■ **To do**: Return the entries below exactly as written.

(Entries taken from a collection)
»»

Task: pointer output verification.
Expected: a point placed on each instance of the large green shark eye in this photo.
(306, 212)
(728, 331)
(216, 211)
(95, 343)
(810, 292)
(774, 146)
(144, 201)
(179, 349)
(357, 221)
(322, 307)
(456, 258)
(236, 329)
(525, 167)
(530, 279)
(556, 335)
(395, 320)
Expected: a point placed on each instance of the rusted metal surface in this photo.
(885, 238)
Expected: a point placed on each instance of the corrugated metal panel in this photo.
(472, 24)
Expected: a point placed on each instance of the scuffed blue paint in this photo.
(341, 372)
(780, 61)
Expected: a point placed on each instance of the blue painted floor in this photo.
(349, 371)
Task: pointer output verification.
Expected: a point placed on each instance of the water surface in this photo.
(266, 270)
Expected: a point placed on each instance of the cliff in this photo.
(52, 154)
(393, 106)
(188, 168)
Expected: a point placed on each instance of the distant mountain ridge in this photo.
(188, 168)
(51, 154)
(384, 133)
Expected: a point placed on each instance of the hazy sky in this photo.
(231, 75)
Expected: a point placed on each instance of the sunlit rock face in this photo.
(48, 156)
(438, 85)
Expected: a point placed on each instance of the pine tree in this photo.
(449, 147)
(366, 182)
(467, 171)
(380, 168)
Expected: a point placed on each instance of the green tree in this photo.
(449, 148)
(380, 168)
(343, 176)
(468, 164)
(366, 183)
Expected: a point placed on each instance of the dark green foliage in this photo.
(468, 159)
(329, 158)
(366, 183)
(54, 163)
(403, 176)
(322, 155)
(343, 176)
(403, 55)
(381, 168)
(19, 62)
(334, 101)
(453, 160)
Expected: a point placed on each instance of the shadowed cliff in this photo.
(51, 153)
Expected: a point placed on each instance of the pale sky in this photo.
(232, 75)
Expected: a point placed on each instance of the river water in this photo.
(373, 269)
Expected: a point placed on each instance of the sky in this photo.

««

■ **Solution**:
Task: pointer output verification.
Expected: a point placed on each instance of the large green shark eye in this photo.
(306, 212)
(728, 331)
(216, 211)
(95, 343)
(810, 292)
(774, 146)
(144, 201)
(179, 349)
(357, 221)
(322, 307)
(456, 258)
(236, 329)
(525, 167)
(530, 279)
(556, 335)
(395, 320)
Expected: a point placed on each instance of the rusted metal surface in this photo.
(885, 238)
Expected: a point placed on each instance of the corrugated metal panel in this photo.
(472, 24)
Expected: a point placed on each instance of the scuffed blue paint in this photo.
(341, 372)
(780, 61)
Expected: a point placed on each instance of the blue painted floor in this photo.
(349, 371)
Task: pointer output verification.
Expected: a point placed on each instance of the water surface in this photo.
(266, 270)
Expected: a point placed on each instance of the cliff in this photo.
(52, 154)
(393, 106)
(188, 168)
Expected: a point placed on each instance of the distant mountain ridge in this photo.
(188, 168)
(51, 154)
(384, 133)
Expected: a point placed on each instance of the hazy sky in this photo.
(231, 75)
Expected: a point placed on each instance of the sunlit rock face in this photo.
(48, 156)
(438, 85)
Expected: a point placed on each instance of the pine tree in this photo.
(449, 147)
(366, 182)
(467, 171)
(380, 168)
Expected: a point placed on each instance of the green tree in this photo.
(449, 148)
(380, 168)
(343, 176)
(468, 164)
(366, 183)
Expected: a point placed on each instance of the dark green foliage in this photo.
(468, 159)
(329, 158)
(366, 183)
(54, 163)
(403, 176)
(322, 155)
(343, 176)
(403, 55)
(381, 168)
(19, 62)
(334, 101)
(453, 160)
Expected: a point placed on each instance of the shadowed cliff in this photo.
(51, 153)
Expected: a point placed on each instance of the pale sky in this photo.
(232, 75)
Expected: a point placed on each instance of the river water in this photo.
(373, 269)
Expected: a point placed on each instance of the sky in this photo.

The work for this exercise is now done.